Another trait emphatically not found among traditional camp leaders is a desire for wealth or acquisitiveness. The leaders of the fifteen or so living groups not closely tied to Black-cattle posts live in huts no larger, or dress in clothing or ornaments no more lavish than that of the other camp members. Whatever their extravagances in speech, their personal style of living is modest and their accumulation of material goods is minimal. Whatever their personal influence over group decisions they never translate this in to more wealth or more leisure time than other group members. !Kung leaders therefore adhere closely to the image of the 'egalitarian redistributor' noted by Harris (1975, p. 289) or the modest band leader noted by Fried (1967, p. 82ff.) as characteristic of egalitarian societies.

San headmen? The question of hereditary headmen or chiefs among the San has been a matter of dispute. The existence of San chiefs was stated clearly long ago by Fourie who wrote:

At the head of each group is a big man or chief. Though usually considered to be a chief in name only and without any authority over the members of the group, he in fact does exercise considerable influence in the life of the community because in him are vested certain functions, the performance of which are of vital importance to the welfare of his people. The family area with its food and water supply as well as the fire are all looked upon as belonging to him. Among the tribes of the Kalahari he is succeeded by a son or failing such, by the nearest male relative (Fourie, 1928, p. 86).

Lorna Marshall in her earlier writings also spoke of an hereditary headman in whom resided the ownership of the group's resources and who inherited his position patrilineally (1960, pp. 34452), a view which Fried has questioned (1967, pp. 8789). Marshall has subsequently altered her views and has more recently stated that "'headman' was a misleading and unfortunate paraphrase" for 'K"xaun!a' meaning 'big owner' (1976, p. 191). Her revised thinking on the subject of headman now brings the data on the Nyae Nyae !Kung into line with the data from the Dobe area, since in the latter case it is clear that the institution of the headman was completely absent among the precontact !Kung. Further there is good evidence that the concept of headmen only came into currency after the arrival of the Bantu.

(Entries from a dataset)
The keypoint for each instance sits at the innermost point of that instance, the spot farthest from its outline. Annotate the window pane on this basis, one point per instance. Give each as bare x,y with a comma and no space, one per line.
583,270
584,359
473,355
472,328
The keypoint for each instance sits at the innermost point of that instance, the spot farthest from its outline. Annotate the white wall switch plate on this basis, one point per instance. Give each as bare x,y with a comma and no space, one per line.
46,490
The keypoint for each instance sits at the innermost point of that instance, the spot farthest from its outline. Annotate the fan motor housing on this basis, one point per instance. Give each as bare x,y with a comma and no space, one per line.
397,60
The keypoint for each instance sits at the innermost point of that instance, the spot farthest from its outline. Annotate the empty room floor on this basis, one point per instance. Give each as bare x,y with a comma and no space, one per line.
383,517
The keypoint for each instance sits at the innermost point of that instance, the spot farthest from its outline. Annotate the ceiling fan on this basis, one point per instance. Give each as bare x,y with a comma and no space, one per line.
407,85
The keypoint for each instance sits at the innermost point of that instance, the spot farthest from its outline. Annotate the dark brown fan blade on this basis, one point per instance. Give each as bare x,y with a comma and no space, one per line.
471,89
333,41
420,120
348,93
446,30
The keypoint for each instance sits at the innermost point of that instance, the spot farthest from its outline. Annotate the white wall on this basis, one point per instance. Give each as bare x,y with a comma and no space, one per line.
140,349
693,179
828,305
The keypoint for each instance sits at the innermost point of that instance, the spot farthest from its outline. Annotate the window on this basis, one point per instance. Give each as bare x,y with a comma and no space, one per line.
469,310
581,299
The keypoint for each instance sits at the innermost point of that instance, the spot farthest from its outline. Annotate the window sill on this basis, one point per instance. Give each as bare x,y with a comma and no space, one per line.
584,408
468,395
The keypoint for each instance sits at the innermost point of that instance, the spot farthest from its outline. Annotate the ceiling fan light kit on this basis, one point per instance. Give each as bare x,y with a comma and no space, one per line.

- Required work:
**1.** Summarize the excerpt on San leadership in two sentences.
**2.** Copy word for word the portion of the excerpt on San leadership from "At the head" to "1928, p. 86).".
Work only from the excerpt on San leadership.

- The replies:
**1.** Traditional !Kung camp leaders do not seek wealth, living and dressing no more lavishly than other camp members, which matches the image of leaders in egalitarian societies. Whether the San had hereditary headmen has been disputed: Fourie and Lorna Marshall's earlier writings described such figures, but Marshall later revised her view, and the Dobe area data show that the institution of the headman was completely absent among the precontact !Kung.

**2.**
At the head of each group is a big man or chief. Though usually considered to be a chief in name only and without any authority over the members of the group, he in fact does exercise considerable influence in the life of the community because in him are vested certain functions, the performance of which are of vital importance to the welfare of his people. The family area with its food and water supply as well as the fire are all looked upon as belonging to him. Among the tribes of the Kalahari he is succeeded by a son or failing such, by the nearest male relative (Fourie, 1928, p. 86).